==== MATERIAL SUPPLIED

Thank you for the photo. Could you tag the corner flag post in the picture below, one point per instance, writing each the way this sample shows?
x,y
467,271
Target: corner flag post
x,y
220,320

========

**TASK DESCRIPTION**
Print the listing above in full, exactly as it is.

**ANSWER TO THE TASK**
Thank you for the photo. Could you tag the corner flag post in the picture below, one point per instance, writing each the way this sample shows?
x,y
467,271
Target: corner flag post
x,y
220,320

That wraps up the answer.